● **Task objective**:
Can you retype the sermon text word for word, from "The 5th Sunday" up to and including "The Nicene Creed."?

● **Text section**:
The 5th Sunday after Pentecost

July 4, 2004

 

 

“The harvest is plentiful, but the laborers are few; pray therefore the Lord of the harvest to send out laborers into his harvest.”  Luke 10:2

 

“We believe in one holy catholic and apostolic Church.”  The Nicene Creed.

 

“Apostle”, the English transliteration of a Greek word meaning “one who is sent out”

 

To be an apostolic church is to be a church that is sent out.  To be a member of an apostolic church is to be one who is sent out.  That is, if you are a member of an apostolic church you are sent out as a laborer in the Lord’s harvest.

 

In his Epistle to the Church at Galatia, Paul says that we are to “bear one another’s burdens”, and “that neither circumcision nor uncircumcision counts, but a new creation”.

 

I have now set up the perfect logical sequence for a sermon on a certain type of evangelism, for ordinations, and missionaries.  All of these are valid ministries and callings, but I do not want to go there.

● **Supplied information**:

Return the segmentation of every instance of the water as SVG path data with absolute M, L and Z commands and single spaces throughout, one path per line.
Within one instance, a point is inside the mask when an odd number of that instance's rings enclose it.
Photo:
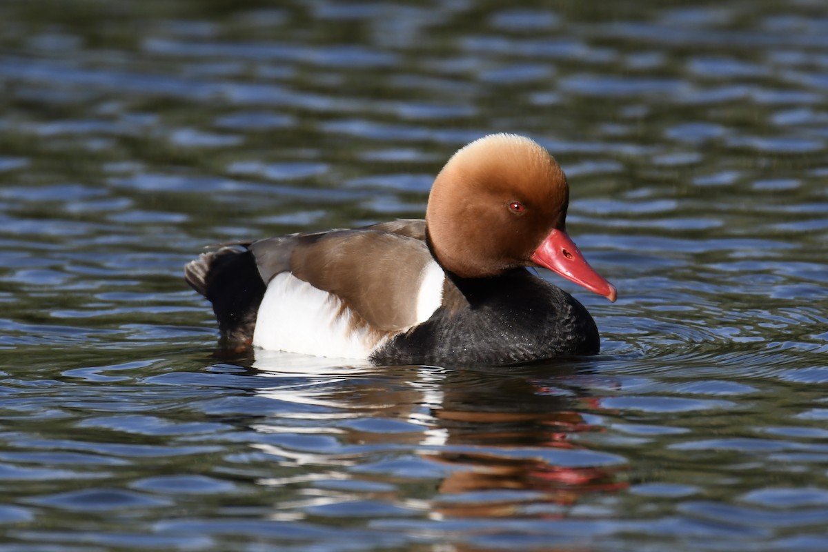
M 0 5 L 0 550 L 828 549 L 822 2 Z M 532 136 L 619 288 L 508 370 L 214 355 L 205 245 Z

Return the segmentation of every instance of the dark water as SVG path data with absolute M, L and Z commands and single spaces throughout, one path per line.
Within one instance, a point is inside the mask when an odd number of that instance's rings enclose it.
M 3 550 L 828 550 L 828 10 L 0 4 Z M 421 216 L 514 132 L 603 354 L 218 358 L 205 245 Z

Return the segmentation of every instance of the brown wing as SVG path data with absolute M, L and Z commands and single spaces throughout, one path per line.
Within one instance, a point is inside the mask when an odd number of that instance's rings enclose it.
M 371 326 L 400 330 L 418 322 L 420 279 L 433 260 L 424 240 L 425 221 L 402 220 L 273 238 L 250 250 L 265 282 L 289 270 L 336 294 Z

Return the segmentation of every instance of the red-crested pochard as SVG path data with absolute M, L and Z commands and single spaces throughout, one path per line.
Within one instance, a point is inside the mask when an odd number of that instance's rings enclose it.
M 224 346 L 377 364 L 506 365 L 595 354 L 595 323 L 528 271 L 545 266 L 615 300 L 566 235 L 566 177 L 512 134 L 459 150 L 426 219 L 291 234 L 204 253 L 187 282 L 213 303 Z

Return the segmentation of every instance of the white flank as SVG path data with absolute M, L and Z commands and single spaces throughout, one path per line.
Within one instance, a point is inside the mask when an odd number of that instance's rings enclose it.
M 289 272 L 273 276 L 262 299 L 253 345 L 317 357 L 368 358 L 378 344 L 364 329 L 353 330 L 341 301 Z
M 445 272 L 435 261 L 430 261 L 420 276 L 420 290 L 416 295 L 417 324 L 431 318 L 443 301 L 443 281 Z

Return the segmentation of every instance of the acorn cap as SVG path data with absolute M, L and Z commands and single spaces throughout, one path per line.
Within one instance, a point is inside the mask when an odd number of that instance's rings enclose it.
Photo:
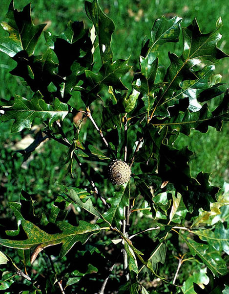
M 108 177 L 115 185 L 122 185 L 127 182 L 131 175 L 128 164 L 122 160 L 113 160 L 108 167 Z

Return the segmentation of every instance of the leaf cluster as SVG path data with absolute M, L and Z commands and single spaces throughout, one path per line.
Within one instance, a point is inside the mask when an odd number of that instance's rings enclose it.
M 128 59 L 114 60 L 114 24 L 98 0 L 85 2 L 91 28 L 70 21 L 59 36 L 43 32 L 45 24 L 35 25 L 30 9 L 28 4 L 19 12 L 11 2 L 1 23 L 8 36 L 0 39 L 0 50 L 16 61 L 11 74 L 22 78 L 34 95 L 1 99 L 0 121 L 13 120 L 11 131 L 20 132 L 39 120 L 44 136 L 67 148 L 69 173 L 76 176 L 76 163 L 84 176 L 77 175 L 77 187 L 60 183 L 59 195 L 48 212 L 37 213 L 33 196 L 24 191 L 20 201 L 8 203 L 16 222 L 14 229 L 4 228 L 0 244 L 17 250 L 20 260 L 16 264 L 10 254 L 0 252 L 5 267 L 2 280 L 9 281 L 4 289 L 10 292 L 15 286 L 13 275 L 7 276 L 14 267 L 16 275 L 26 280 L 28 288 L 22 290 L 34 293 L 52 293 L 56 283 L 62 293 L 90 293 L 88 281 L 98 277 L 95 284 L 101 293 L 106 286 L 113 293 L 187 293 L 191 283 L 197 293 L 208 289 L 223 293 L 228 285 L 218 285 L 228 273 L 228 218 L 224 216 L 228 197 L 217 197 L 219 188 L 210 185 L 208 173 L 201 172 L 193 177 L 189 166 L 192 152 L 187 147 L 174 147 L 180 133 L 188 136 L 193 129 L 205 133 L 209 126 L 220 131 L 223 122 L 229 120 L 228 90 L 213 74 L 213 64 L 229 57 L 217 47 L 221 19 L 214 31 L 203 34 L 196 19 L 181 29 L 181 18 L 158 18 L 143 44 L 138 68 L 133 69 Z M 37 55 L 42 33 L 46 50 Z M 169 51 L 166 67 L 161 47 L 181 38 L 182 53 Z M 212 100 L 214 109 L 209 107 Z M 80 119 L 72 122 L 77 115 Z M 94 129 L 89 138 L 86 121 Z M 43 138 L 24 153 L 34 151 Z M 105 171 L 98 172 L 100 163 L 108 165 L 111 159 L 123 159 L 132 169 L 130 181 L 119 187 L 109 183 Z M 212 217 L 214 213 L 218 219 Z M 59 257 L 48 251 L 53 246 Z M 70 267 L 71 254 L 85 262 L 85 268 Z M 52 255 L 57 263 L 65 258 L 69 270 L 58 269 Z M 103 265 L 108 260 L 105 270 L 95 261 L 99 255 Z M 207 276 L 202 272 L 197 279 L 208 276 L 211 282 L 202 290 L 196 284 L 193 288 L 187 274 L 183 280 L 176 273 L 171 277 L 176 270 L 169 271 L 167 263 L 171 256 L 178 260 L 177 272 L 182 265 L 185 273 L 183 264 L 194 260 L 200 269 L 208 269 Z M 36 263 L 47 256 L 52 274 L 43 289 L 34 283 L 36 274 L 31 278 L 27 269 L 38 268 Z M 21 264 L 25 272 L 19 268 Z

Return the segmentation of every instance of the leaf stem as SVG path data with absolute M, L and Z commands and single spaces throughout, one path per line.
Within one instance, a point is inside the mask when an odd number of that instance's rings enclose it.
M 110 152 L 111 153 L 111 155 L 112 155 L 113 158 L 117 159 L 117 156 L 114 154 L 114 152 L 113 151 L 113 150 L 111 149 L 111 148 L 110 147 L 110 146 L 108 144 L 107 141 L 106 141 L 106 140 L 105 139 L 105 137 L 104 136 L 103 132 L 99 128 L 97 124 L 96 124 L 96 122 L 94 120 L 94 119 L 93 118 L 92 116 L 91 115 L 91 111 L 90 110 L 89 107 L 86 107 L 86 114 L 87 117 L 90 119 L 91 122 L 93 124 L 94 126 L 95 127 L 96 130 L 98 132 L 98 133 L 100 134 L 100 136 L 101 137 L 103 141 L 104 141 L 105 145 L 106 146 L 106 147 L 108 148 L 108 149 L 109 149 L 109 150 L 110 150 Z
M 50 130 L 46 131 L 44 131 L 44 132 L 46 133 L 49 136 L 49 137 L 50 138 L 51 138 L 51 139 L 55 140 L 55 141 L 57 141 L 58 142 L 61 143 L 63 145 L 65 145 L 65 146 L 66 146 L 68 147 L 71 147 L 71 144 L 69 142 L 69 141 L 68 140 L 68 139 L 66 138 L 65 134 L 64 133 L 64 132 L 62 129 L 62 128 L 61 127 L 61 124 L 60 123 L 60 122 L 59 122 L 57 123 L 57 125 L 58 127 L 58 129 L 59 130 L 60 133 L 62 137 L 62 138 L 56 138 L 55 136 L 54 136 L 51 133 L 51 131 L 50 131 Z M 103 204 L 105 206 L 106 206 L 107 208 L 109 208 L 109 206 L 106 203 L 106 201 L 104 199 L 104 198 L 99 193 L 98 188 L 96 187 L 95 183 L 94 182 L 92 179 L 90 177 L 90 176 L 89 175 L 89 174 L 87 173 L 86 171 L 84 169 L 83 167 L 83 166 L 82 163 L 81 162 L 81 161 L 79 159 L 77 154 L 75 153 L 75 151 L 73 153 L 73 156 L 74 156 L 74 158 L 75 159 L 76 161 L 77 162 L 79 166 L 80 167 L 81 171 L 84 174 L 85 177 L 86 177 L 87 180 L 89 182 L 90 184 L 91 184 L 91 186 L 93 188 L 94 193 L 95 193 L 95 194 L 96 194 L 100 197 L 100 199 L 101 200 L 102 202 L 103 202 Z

● **Complete answer**:
The 5th Sunday after Pentecost

July 4, 2004

 

 

“The harvest is plentiful, but the laborers are few; pray therefore the Lord of the harvest to send out laborers into his harvest.”  Luke 10:2

 

“We believe in one holy catholic and apostolic Church.”  The Nicene Creed.